#### [What you will do]
Copy exactly the line containing "Target: beige trousers" and each line after it to the end of the listing, and output nothing else.

#### [Stored data]
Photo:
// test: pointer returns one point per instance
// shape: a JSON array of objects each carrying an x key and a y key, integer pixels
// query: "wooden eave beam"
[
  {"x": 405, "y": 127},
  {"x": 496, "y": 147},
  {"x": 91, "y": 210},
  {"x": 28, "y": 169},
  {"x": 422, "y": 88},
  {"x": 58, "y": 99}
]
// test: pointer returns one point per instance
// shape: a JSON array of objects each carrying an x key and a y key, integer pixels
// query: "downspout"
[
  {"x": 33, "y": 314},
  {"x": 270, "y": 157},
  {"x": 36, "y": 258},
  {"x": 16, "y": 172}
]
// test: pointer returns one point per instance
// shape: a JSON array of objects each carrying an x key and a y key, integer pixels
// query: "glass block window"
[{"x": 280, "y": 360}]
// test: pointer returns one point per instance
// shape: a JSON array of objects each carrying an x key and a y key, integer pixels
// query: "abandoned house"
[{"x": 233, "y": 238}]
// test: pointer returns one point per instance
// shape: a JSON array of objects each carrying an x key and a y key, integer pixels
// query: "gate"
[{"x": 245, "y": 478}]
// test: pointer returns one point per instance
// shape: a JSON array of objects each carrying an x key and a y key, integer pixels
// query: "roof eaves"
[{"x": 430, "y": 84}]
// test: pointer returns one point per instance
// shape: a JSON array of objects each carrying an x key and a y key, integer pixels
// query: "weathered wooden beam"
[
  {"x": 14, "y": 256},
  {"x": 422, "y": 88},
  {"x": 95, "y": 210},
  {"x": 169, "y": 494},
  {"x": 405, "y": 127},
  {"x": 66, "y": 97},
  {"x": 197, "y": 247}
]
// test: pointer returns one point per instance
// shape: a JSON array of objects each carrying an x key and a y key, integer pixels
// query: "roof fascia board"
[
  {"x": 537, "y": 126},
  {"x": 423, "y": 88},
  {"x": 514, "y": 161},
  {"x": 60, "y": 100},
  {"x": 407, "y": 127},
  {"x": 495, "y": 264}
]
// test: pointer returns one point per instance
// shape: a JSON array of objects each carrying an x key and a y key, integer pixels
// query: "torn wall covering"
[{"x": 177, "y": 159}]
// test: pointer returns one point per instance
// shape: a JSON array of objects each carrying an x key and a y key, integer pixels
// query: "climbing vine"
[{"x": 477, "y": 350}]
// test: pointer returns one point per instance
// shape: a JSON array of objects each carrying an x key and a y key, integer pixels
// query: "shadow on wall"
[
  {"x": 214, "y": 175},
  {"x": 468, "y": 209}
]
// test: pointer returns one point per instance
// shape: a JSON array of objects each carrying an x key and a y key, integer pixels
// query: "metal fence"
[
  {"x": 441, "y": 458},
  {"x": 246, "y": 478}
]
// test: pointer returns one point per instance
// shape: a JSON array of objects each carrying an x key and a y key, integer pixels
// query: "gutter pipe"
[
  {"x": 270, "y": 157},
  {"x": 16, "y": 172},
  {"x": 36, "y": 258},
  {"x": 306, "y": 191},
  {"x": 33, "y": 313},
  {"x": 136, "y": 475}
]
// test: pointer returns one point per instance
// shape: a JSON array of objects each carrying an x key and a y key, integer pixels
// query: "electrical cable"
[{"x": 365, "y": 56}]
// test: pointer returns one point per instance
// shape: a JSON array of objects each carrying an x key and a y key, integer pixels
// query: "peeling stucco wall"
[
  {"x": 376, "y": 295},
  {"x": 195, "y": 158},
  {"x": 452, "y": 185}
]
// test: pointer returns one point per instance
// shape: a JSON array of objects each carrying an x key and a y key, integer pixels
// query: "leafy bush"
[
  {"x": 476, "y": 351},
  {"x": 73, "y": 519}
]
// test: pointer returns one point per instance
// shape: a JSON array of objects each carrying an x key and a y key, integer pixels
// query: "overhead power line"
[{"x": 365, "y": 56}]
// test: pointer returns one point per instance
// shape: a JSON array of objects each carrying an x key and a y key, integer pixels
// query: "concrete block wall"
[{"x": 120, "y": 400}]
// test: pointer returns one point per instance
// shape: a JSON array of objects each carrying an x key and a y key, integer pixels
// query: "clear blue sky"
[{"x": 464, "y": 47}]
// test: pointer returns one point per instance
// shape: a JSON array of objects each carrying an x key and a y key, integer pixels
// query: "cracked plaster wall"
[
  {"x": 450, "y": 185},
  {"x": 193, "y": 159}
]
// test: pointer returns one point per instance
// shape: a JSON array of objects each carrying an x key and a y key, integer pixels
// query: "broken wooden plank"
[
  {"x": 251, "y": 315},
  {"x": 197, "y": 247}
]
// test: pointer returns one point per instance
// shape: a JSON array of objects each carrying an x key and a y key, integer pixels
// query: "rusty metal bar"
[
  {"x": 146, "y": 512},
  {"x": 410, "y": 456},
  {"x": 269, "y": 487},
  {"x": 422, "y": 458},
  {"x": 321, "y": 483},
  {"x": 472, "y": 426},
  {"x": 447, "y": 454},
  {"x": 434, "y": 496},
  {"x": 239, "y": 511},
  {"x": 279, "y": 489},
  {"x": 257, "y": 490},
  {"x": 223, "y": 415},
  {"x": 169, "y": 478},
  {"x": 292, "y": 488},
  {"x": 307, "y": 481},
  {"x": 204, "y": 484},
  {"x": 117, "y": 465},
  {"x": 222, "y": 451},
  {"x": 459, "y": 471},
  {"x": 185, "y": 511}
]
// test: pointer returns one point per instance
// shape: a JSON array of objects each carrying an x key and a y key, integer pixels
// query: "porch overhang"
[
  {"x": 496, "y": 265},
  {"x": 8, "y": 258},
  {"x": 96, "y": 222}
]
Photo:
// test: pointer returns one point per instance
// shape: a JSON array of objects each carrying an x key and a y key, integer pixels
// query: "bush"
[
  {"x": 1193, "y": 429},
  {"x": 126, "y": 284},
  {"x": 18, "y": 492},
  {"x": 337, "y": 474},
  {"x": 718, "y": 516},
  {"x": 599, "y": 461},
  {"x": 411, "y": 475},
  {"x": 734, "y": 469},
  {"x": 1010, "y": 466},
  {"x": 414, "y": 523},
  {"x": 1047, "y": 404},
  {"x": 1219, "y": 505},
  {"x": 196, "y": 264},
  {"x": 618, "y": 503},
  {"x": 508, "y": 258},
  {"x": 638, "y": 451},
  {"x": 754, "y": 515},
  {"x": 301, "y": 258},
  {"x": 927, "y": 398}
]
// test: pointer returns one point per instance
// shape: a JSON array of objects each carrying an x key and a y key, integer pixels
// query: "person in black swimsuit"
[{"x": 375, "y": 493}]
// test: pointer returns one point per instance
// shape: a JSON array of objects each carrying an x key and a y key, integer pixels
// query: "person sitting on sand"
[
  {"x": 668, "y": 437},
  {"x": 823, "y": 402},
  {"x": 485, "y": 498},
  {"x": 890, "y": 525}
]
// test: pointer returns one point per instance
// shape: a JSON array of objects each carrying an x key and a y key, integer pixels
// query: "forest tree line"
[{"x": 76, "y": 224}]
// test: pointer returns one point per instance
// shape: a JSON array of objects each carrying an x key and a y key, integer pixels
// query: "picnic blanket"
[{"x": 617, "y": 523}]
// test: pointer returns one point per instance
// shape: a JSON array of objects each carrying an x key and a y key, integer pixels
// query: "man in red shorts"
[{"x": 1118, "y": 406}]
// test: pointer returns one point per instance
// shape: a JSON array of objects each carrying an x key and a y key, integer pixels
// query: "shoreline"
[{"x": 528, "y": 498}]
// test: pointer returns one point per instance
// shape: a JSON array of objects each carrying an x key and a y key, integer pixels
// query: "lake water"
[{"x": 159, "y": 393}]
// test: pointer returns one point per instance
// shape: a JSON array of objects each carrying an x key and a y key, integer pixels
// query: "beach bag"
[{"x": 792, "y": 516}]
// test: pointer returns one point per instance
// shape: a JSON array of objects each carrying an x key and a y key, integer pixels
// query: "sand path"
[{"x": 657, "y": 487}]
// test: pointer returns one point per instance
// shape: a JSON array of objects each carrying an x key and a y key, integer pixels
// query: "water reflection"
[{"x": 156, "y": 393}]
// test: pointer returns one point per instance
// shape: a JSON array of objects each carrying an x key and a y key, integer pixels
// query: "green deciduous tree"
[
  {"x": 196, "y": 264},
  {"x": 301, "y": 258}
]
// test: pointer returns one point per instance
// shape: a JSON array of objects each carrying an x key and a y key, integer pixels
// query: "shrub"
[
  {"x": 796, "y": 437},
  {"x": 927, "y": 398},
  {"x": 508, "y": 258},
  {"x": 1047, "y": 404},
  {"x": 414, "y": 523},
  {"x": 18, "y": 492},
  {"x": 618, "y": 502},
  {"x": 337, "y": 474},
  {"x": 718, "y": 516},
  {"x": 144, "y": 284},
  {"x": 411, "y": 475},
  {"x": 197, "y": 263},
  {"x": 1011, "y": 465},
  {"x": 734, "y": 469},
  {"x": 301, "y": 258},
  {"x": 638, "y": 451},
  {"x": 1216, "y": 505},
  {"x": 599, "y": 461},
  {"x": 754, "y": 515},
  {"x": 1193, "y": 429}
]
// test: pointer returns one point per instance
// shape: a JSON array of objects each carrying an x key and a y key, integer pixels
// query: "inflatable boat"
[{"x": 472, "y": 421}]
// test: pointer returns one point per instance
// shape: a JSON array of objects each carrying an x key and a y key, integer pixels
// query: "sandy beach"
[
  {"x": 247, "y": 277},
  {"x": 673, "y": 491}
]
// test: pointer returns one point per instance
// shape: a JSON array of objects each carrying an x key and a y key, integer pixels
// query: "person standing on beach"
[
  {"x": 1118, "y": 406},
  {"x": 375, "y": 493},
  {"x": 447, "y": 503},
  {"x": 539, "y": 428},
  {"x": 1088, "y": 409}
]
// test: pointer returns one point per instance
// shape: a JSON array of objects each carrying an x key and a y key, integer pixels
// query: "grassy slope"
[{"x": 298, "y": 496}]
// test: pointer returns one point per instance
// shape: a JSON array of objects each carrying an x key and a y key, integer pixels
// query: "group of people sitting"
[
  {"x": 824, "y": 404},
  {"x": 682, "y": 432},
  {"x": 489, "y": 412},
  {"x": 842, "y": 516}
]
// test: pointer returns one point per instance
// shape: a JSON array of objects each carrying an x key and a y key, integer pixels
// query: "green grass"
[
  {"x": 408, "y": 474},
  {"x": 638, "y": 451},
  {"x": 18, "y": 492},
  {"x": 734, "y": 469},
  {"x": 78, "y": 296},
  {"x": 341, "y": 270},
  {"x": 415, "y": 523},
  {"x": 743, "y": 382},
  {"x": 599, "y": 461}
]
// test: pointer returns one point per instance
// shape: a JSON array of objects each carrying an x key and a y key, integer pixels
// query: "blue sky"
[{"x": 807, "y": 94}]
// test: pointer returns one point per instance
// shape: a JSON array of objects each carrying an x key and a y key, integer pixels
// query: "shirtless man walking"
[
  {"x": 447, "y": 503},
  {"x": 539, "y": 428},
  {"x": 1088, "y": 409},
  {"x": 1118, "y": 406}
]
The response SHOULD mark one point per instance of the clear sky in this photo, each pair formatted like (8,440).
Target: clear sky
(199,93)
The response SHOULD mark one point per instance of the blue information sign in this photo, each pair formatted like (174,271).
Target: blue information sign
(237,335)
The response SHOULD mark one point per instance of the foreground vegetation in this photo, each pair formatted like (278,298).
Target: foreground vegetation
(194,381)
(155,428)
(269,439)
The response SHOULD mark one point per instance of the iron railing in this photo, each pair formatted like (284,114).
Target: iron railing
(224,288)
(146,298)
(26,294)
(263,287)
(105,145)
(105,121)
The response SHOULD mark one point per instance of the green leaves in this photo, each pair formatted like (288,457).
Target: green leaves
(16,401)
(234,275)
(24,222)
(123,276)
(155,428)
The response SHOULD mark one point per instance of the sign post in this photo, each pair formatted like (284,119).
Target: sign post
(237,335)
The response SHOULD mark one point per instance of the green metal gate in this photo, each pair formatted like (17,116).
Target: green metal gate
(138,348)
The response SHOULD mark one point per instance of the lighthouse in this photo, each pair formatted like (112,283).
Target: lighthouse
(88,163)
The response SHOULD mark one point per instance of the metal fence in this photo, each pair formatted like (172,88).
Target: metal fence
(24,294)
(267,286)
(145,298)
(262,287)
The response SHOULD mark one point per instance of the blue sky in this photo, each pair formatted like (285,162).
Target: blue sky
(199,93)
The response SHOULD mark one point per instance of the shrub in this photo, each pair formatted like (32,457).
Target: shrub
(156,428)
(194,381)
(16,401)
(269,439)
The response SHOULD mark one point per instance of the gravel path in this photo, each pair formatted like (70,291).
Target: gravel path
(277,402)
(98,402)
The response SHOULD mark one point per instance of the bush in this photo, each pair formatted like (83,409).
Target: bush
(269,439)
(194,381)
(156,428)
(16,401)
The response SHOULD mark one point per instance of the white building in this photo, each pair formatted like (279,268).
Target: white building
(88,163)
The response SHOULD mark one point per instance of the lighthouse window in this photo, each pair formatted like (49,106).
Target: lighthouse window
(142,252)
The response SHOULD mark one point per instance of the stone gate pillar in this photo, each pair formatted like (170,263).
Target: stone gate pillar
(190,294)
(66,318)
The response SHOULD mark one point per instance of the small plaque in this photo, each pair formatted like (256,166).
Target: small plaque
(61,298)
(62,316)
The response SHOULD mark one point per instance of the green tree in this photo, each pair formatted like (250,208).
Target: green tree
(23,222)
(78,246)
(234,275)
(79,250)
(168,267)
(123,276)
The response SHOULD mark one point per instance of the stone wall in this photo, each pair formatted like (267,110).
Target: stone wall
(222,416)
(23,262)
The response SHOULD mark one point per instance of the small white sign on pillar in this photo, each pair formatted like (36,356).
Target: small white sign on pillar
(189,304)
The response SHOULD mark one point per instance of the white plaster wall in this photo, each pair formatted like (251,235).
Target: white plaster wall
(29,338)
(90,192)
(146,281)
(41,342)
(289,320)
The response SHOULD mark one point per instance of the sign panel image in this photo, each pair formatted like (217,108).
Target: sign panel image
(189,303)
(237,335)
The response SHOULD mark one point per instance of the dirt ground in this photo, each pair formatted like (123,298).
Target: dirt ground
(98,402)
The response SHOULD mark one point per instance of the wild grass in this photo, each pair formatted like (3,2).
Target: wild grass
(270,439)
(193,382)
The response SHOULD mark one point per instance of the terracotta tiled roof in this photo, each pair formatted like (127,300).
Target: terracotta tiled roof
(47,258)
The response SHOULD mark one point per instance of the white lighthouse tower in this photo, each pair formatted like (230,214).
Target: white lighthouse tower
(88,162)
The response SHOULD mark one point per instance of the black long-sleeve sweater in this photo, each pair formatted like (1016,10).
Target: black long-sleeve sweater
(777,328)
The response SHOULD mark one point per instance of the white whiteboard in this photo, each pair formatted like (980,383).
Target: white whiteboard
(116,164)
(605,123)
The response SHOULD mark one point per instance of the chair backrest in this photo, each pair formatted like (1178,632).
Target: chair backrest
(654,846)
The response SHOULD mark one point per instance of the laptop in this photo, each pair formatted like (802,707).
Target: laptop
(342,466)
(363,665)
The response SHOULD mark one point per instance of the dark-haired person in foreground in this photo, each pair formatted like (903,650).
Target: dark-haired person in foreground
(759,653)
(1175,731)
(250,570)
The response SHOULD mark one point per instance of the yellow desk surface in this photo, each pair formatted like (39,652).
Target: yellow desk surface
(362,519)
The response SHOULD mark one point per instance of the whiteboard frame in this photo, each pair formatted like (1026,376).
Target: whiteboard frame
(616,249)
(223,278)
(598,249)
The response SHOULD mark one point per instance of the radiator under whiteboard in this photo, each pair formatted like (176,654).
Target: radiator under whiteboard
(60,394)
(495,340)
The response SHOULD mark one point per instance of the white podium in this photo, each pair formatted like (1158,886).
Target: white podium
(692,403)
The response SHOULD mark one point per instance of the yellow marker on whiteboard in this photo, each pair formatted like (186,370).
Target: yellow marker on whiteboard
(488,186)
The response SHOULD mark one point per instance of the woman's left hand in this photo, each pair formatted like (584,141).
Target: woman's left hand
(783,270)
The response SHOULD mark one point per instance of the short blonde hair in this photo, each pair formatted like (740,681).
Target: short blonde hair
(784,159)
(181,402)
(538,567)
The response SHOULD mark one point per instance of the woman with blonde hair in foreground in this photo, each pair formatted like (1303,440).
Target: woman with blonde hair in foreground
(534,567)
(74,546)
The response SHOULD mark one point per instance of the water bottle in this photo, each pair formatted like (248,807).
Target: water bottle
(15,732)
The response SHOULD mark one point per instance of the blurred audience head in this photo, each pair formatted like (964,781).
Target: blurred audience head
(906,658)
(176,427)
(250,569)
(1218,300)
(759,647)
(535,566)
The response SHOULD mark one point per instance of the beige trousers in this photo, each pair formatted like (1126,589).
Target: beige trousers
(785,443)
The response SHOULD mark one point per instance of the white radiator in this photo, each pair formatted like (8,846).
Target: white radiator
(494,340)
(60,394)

#### [Answer to this task]
Target: beige trousers
(785,443)
The response SHOULD mark one point per instance of the white radiator in this photo, each pair formatted like (8,846).
Target: white radiator
(494,340)
(60,394)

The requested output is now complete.